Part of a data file
==========

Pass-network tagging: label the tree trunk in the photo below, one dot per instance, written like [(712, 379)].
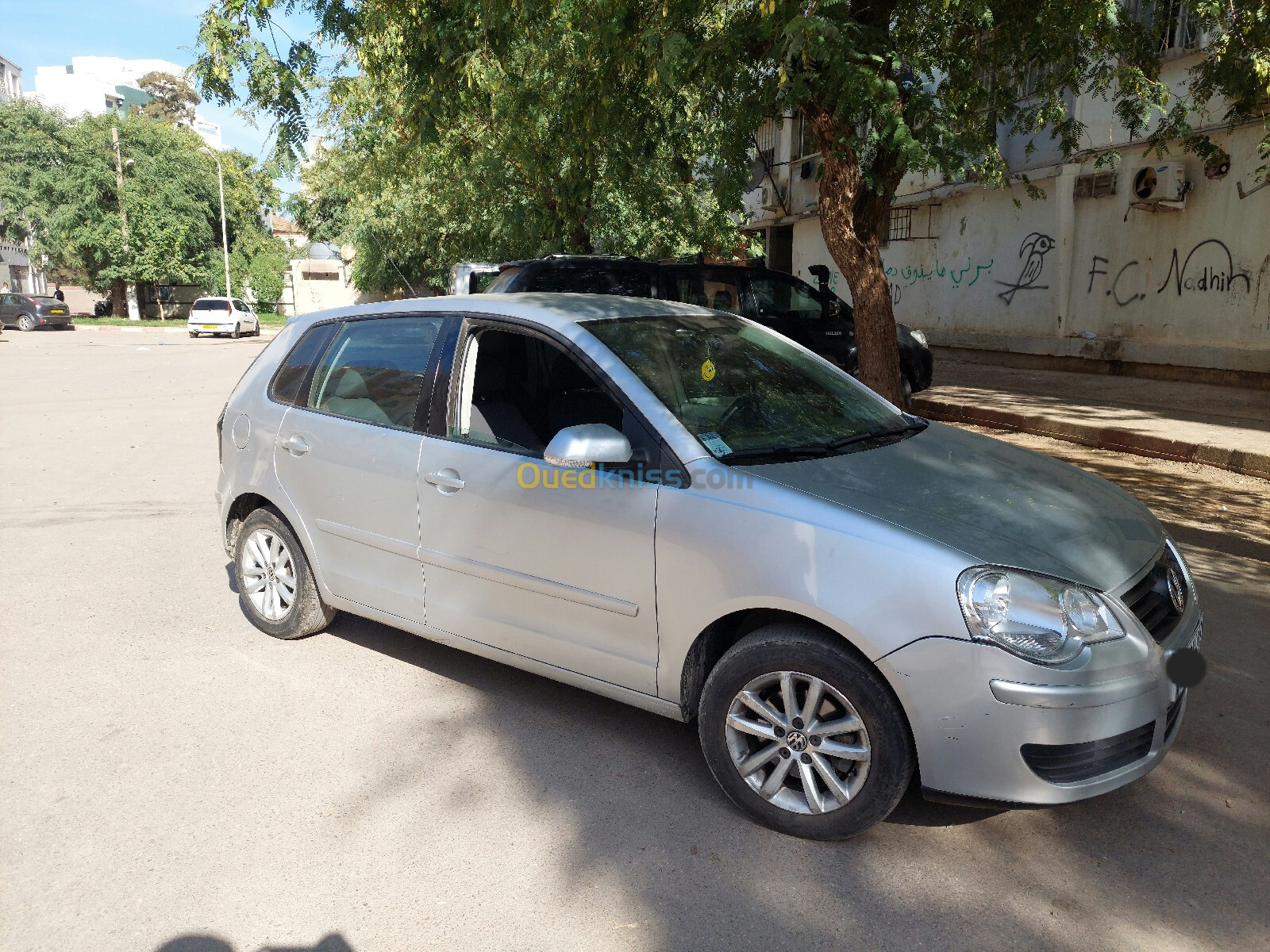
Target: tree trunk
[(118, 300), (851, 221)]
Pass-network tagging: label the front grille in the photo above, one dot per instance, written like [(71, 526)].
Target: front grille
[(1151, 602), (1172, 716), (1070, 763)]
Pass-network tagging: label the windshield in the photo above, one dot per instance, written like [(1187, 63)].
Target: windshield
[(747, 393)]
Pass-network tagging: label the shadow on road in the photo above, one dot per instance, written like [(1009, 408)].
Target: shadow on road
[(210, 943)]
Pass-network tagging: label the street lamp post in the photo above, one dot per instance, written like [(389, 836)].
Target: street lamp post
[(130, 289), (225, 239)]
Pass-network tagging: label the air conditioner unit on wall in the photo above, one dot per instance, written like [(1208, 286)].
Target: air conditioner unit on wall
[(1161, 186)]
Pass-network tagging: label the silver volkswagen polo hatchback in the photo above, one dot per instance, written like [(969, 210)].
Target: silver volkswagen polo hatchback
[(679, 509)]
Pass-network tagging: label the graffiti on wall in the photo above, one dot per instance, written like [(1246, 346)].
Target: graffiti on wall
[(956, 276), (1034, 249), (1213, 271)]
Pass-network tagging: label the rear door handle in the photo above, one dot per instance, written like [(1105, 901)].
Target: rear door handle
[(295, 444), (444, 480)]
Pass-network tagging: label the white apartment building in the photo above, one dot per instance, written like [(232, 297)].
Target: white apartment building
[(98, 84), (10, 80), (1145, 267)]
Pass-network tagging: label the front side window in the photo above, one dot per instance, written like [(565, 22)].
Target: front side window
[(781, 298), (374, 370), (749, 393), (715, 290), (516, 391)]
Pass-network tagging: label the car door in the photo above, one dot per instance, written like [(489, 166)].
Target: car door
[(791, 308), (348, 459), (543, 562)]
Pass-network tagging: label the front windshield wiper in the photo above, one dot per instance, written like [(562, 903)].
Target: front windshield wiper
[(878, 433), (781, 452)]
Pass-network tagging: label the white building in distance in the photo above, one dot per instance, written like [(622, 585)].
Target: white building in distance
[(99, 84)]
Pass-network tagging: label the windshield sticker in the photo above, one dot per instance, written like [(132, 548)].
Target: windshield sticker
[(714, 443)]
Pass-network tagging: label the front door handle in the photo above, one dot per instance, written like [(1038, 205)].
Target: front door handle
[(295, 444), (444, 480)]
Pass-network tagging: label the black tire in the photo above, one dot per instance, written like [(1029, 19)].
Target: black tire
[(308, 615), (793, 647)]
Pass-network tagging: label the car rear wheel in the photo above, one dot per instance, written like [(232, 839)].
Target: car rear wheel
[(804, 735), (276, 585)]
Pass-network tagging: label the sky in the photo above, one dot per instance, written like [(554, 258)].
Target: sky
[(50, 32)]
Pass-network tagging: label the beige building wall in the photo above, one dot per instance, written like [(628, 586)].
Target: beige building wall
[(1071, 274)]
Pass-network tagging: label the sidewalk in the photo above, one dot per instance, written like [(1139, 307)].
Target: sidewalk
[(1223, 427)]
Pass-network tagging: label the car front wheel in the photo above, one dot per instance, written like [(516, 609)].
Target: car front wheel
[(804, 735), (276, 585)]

==========

Work to do:
Set down, unchanged, the line that contains "Pass-network tagging: label the black" together with every later line in the records, through the last one.

Output below:
Pass-network tagging: label the black tire in the photo above, one dot per instance, written like [(1029, 19)].
Target: black tire
[(308, 615), (793, 647)]
Pass-network tagging: label the car rear wheel in the photo above, one dot per instance, written like [(232, 839)].
Target: car rear wheel
[(804, 735), (276, 585)]
Pass-network tagging: label the sky in the photo above, one dot per instance, written like [(554, 258)].
Target: sky
[(50, 32)]
Pass-network tagging: label the beige building wall in the photo above, one dot per instance, written like [(628, 586)].
Target: beige building wall
[(1071, 274)]
Pass-network tagging: label the sidewalk in the photo above, one dot per instance, written like [(1139, 307)].
Target: sidewalk
[(1223, 427)]
Pass-network tagging: label the car front wheel in the photo above, one dot per instance, written like [(516, 609)].
Target: car front wheel
[(804, 735), (276, 585)]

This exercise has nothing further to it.